=== Consigne ===
Transcrivez intégralement, s'il vous plaît, le passage sur les prophétesses de la tradition juive, sans y changer un mot.

=== Passage extrait ===
+===+

La tradition juive mentionne sept prophétesses : Sarah, Miryam, Devorah, Hanna, Avigaïl, ‘Houlda et Esther ( Meguila 14b). |
Avigaïl : Présentée par le Midrach comme l’une des plus belles femmes de l’histoire, Avigaïl est devenue la veuve de Nabal le Carmélite, un individu particulièrement antipathique, dans des circonstances que relate avec force détails le chapitre 25 du premier livre de Samuel. Elle a par la suite épousé David, alors qu’il était encore pourchassé par Saül. Elle a été traversée par l’esprit saint, rapporte le Midrach ( Eikha rabba 21, 1), lorsqu’elle tint à celui qui allait devenir son deuxième mari ces propos prémonitoires :
“Si l’on s’avisait de t’attaquer et d’en vouloir à ta vie, l’existence de mon seigneur restera liée au faisceau des vivants que protège Hachem , ton Dieu. Quant aux âmes de tes ennemis, Il les atteindra comme par le creux d’une fronde” (I Samuel 25, 29).

+===+

Extraits du jeu de données
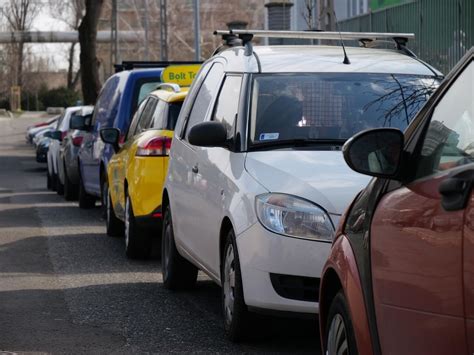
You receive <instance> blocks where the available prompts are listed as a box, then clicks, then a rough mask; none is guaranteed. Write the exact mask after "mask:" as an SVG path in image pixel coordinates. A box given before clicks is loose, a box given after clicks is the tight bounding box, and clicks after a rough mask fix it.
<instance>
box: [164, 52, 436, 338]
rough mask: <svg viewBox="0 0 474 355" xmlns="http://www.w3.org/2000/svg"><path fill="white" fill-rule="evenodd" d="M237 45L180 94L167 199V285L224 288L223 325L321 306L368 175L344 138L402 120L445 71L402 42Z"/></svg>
mask: <svg viewBox="0 0 474 355" xmlns="http://www.w3.org/2000/svg"><path fill="white" fill-rule="evenodd" d="M250 52H251V53H250V54H249V48H248V47H247V48H244V47H234V48H230V49H227V50H224V51H222V52H220V53H218V54H216V55H215V56H213V57H212V58H211V59H209V60H208V61H207V62H206V63H205V64H204V65H203V66H202V69H201V71H200V72H199V74H198V76H197V78H196V79H195V81H194V83H193V86H192V87H191V89H190V92H189V94H188V96H187V98H186V100H185V102H184V105H183V108H182V110H181V114H180V116H179V119H178V123H177V126H176V130H175V136H174V138H173V143H172V147H171V153H170V162H169V170H168V177H167V181H166V183H165V190H164V195H163V212H164V223H163V239H162V263H163V281H164V285H165V287H168V288H170V289H178V288H188V287H190V286H192V285H193V284H194V283H195V282H196V276H197V271H198V269H200V270H203V271H204V272H205V273H206V274H207V275H209V277H210V278H211V279H212V280H214V281H215V282H216V283H217V284H219V285H221V286H222V307H223V313H224V318H225V322H224V324H225V331H226V334H227V336H228V337H229V338H230V339H232V340H237V339H239V338H240V337H241V336H242V335H243V333H244V332H245V330H246V329H247V327H246V325H245V324H246V322H248V321H249V319H250V316H251V312H249V311H277V313H278V311H281V312H285V313H288V312H293V314H295V312H296V313H317V312H318V297H319V281H320V276H321V270H322V267H323V265H324V263H325V261H326V258H327V256H328V253H329V250H330V246H331V241H332V238H333V235H334V232H335V227H336V226H337V224H338V220H339V219H340V216H341V214H342V213H343V212H344V210H345V209H346V207H347V205H348V204H349V202H350V201H352V200H353V199H354V197H355V195H356V194H357V193H358V191H360V190H361V189H362V188H363V187H365V186H366V185H367V183H368V178H367V177H365V176H362V175H360V174H357V173H355V172H354V171H352V170H351V169H350V168H349V167H348V166H347V165H346V164H345V162H344V159H343V157H342V153H341V147H342V145H343V143H344V142H345V141H346V140H347V139H348V138H349V137H351V136H352V135H354V134H355V133H357V132H359V131H361V130H364V129H367V128H372V127H388V126H392V127H397V128H400V129H404V128H405V127H406V126H407V124H408V123H409V121H410V120H411V118H412V117H413V116H414V114H415V113H416V112H417V111H418V110H419V108H420V107H421V106H422V105H423V103H424V102H425V101H426V99H427V98H428V96H429V95H430V94H431V92H432V91H433V90H434V88H435V87H436V86H437V84H438V82H439V79H440V73H439V72H437V71H436V70H434V69H433V68H431V67H430V66H429V65H427V64H426V63H423V62H421V61H419V60H418V59H416V58H414V57H412V56H409V55H407V54H406V52H402V51H400V50H382V49H367V48H347V54H348V56H349V58H350V61H351V64H349V65H347V64H343V63H342V50H341V48H340V47H331V46H293V47H291V46H287V47H283V46H282V47H271V46H262V47H255V48H254V49H253V51H252V49H250Z"/></svg>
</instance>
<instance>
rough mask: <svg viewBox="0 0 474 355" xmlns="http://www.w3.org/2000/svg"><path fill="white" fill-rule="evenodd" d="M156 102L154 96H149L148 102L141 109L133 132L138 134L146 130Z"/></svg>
mask: <svg viewBox="0 0 474 355" xmlns="http://www.w3.org/2000/svg"><path fill="white" fill-rule="evenodd" d="M156 104H157V100H156V99H155V98H154V97H150V98H149V99H148V102H147V103H146V105H145V108H144V109H143V112H142V114H141V115H140V118H139V119H138V123H137V127H136V129H135V133H134V134H139V133H141V132H143V131H144V130H146V129H147V128H148V127H149V126H150V122H151V119H152V117H153V112H154V111H155V107H156Z"/></svg>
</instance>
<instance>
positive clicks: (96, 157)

+===+

=== Réponse ===
La tradition juive mentionne sept prophétesses : Sarah, Miryam, Devorah, Hanna, Avigaïl, ‘Houlda et Esther ( Meguila 14b). |
Avigaïl : Présentée par le Midrach comme l’une des plus belles femmes de l’histoire, Avigaïl est devenue la veuve de Nabal le Carmélite, un individu particulièrement antipathique, dans des circonstances que relate avec force détails le chapitre 25 du premier livre de Samuel. Elle a par la suite épousé David, alors qu’il était encore pourchassé par Saül. Elle a été traversée par l’esprit saint, rapporte le Midrach ( Eikha rabba 21, 1), lorsqu’elle tint à celui qui allait devenir son deuxième mari ces propos prémonitoires :
“Si l’on s’avisait de t’attaquer et d’en vouloir à ta vie, l’existence de mon seigneur restera liée au faisceau des vivants que protège Hachem , ton Dieu. Quant aux âmes de tes ennemis, Il les atteindra comme par le creux d’une fronde” (I Samuel 25, 29).